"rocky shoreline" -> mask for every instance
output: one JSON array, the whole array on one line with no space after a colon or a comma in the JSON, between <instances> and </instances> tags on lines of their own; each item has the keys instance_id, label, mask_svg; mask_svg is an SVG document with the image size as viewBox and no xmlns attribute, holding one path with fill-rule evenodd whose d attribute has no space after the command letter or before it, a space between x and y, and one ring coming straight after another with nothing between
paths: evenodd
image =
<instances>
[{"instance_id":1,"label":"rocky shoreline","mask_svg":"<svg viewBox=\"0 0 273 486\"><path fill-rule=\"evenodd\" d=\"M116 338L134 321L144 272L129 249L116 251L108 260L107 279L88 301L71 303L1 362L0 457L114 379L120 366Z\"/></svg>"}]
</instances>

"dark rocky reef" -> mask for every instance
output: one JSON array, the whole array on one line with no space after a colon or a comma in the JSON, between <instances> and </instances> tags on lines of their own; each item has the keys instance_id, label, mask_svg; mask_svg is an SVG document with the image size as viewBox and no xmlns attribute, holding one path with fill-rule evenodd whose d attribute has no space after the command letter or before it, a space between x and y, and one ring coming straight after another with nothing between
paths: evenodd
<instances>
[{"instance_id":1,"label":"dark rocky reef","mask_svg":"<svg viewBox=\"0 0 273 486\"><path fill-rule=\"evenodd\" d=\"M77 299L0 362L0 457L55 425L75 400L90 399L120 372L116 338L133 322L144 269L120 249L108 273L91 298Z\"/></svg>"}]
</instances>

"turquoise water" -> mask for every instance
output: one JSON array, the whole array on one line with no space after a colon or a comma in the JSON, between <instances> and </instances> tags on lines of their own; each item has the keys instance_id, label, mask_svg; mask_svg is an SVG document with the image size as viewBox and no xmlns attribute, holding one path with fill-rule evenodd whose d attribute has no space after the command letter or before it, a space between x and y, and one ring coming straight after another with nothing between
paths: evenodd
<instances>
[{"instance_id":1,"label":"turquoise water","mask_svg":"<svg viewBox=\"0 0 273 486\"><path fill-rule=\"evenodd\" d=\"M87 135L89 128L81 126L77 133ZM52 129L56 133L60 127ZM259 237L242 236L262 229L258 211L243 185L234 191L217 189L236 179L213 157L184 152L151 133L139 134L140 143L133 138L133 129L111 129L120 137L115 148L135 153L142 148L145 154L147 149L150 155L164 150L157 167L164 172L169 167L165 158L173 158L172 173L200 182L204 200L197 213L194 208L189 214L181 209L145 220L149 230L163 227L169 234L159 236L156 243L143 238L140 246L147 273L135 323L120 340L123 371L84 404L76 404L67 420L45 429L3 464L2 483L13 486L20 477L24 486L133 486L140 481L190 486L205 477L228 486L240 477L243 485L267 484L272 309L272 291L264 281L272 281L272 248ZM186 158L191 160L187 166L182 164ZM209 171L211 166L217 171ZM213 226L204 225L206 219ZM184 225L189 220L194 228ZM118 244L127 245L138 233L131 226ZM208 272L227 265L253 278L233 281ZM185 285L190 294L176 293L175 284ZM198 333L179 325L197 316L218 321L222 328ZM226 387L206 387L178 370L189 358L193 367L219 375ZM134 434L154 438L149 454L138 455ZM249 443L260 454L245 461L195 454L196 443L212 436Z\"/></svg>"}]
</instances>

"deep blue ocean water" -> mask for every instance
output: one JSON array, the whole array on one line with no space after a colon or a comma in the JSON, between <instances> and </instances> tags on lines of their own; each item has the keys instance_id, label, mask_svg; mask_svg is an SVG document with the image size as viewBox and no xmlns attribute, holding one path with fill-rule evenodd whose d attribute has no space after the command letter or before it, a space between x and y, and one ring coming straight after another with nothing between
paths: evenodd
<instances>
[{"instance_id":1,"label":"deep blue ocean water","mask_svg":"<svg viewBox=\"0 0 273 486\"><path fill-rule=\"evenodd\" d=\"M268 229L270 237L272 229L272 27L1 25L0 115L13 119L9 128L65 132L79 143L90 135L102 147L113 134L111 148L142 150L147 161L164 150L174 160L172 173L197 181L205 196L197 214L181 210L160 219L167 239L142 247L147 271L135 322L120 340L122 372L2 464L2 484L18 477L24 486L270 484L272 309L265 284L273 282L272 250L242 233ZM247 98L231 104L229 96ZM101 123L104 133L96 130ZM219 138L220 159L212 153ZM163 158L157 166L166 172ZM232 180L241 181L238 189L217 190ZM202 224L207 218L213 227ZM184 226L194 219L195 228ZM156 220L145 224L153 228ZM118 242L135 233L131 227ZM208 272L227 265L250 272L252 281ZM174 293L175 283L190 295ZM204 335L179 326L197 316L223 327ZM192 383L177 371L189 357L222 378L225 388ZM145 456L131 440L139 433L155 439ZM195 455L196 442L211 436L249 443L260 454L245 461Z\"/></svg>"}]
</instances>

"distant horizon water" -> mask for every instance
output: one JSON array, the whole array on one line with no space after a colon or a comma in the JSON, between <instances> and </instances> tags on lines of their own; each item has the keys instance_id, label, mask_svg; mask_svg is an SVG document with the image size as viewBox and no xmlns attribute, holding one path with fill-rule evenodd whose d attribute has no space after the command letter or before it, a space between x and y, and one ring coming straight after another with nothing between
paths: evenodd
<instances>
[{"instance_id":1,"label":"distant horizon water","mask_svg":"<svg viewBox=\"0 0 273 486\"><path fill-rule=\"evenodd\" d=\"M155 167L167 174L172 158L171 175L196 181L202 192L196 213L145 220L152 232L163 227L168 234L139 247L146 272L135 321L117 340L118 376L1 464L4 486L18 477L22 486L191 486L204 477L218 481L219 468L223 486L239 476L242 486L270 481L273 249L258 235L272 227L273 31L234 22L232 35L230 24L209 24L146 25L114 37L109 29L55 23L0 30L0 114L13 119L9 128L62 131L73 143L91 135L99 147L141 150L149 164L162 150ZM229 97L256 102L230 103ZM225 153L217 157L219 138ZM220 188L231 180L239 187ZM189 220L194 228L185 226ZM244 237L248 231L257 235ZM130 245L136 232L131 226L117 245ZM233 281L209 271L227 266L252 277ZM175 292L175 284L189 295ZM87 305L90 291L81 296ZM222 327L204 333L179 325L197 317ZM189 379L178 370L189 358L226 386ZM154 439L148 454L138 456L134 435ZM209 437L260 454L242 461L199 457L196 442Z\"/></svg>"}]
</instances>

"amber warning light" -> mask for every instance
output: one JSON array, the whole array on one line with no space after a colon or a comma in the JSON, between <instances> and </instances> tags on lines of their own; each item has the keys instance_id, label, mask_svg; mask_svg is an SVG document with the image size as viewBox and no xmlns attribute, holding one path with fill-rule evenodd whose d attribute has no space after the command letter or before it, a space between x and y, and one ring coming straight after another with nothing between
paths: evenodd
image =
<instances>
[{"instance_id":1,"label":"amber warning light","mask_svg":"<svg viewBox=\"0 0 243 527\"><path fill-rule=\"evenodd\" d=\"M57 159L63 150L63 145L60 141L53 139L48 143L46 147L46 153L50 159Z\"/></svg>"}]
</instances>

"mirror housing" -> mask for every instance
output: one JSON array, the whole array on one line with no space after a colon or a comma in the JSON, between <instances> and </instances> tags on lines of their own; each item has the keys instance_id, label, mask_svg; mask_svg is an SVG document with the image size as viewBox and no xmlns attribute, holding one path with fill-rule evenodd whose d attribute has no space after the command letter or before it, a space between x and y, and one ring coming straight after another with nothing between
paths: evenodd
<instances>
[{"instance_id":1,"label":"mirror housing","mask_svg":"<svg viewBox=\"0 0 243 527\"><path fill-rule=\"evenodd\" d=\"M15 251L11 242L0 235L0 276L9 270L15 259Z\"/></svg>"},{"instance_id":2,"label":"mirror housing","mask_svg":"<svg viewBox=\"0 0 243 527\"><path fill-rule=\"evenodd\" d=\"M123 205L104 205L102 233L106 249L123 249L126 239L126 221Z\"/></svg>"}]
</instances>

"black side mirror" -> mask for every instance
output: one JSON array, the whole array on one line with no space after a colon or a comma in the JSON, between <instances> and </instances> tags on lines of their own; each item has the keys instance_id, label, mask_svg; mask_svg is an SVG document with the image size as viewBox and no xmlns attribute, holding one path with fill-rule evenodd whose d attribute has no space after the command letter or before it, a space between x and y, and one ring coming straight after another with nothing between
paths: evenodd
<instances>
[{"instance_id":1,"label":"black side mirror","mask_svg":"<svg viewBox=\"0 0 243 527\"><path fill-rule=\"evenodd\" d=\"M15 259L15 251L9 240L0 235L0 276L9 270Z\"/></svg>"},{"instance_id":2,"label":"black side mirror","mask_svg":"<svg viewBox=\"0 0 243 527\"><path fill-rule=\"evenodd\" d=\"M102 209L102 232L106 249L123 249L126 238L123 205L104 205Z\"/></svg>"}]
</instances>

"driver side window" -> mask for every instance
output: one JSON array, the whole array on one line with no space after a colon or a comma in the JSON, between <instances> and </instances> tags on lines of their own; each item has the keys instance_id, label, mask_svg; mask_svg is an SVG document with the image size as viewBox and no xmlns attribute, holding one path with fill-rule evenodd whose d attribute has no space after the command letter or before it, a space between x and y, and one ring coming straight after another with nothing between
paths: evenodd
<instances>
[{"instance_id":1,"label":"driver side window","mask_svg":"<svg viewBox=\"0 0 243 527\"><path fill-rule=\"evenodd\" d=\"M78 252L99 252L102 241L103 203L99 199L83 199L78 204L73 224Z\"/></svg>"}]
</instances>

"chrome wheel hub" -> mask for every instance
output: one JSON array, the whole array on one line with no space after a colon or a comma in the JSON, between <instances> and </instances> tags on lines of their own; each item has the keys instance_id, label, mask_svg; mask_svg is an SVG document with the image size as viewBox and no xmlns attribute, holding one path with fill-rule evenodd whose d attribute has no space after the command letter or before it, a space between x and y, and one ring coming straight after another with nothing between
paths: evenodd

* DO THIS:
Count the lines above that contain the word "warning" and give only that number.

* FINISHED TASK:
2